● **Reading passage**
Antonie Dixon was given a minimum term of 20 years for the murder of James Te Aute on 21 January 2003, but the conviction was later quashed. He was re-tried and reconvicted, but committed suicide in his prison cell before he could be re-sentenced.

The longest minimum period for a woman is 19 years, currently being served by Tracy Jean Goodman for the murder of pensioner Mona Morriss in the course of a burglary in Marton in January 2005.

==Preventive detention==

There is also provision for an indefinite sentence of preventive detention, which can be given for sexual or violent crimes for which life imprisonment is not available (preventive detention can be imposed alongside life imprisonment, for example, where convictions for sexual or violent crimes accompany a murder conviction). Since the Sentencing Act 2002 came into force, this has been given to repeat sexual offenders and serious violent recidivist offenders. Preventive detention has a minimum period of imprisonment of five years, but the sentencing judge can extend this if they believe that the prisoner's history warrants it. The sentence of preventive detention was first introduced in the Criminal Justice Act 1954. As of 2013, the longest minimum period of imprisonment on a sentence of preventive detention is one of 28 years, which was given in 1984. Alfred Thomas Vincent was in prison on preventive detention for 52 years from 1968 to 2021.

● **Explore the material**
A - In the passage on minimum terms and preventive detention, rewrite the part from "The longest minimum period for" up to and including "in January 2005.", replacing "pensioner" with "retiree".
B - Which people does the passage on minimum terms and preventive detention name?

● **Information provided**
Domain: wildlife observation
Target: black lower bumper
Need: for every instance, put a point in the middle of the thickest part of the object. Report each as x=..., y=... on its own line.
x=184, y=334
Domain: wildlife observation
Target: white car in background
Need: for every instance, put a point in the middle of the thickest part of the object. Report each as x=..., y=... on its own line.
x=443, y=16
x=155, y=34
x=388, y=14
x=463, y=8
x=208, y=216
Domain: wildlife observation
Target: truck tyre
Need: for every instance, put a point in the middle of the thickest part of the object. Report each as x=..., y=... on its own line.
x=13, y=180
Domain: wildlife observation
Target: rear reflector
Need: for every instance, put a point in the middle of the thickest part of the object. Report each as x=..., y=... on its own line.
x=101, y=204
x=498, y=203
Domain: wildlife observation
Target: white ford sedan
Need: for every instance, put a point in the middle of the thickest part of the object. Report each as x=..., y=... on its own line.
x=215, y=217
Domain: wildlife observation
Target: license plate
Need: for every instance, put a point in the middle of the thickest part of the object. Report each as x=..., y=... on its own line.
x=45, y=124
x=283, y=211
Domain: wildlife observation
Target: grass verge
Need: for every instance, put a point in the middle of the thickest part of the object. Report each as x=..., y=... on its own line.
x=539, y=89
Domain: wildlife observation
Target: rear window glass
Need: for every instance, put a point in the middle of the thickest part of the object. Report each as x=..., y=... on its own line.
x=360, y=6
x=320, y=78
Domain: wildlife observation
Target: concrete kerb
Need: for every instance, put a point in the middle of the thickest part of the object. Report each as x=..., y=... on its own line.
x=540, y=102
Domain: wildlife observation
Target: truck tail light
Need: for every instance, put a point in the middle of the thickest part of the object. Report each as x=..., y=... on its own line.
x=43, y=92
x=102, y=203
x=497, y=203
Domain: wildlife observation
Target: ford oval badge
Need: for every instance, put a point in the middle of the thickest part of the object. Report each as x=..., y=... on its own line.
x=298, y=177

● **Numbered responses**
A -
The longest minimum period for a woman is 19 years, currently being served by Tracy Jean Goodman for the murder of retiree Mona Morriss in the course of a burglary in Marton in January 2005.

B - Antonie Dixon, James Te Aute, Tracy Jean Goodman, Mona Morriss, Alfred Thomas Vincent